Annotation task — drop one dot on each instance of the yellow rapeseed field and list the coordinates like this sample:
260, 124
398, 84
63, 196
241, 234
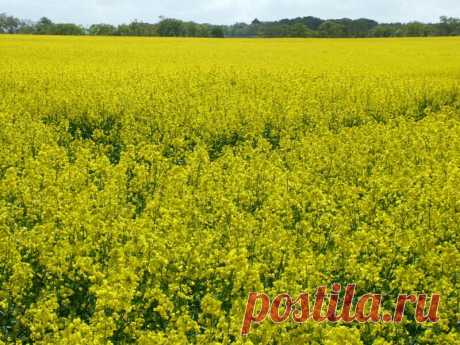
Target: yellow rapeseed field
147, 185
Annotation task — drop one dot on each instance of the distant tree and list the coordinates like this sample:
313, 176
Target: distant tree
361, 27
331, 28
449, 26
300, 30
9, 24
44, 26
67, 29
416, 29
102, 30
171, 27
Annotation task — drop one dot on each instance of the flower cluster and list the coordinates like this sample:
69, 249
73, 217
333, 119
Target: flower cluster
148, 185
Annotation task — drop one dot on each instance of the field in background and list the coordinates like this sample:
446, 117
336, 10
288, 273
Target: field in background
148, 185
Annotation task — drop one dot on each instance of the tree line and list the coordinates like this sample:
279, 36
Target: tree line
297, 27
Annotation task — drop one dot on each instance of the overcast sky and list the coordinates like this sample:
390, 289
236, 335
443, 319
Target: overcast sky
227, 11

* * * * * * *

§ **TASK**: Give back exactly the lines from the one that contains "of the flower" to the end of the material, both ends kept, and no other line.

§ **WRITTEN ANSWER**:
Annotation task — drop one dot on each instance of the flower cluster and list the coordinates like this sample:
69, 249
73, 217
333, 119
Target: flower cluster
148, 185
Annotation task — drop one dot on each instance of the field in background and list the coordinates like this sample:
446, 117
336, 10
288, 273
Target: field in background
148, 185
Annotation task — drop one dot on each instance of the tree line and list the coordinates like this sample:
279, 36
Target: tree line
297, 27
Annotation task — drop one dot on each instance of the overcast sky and list the coordinates like this sample:
390, 289
236, 335
443, 319
Target: overcast sky
227, 11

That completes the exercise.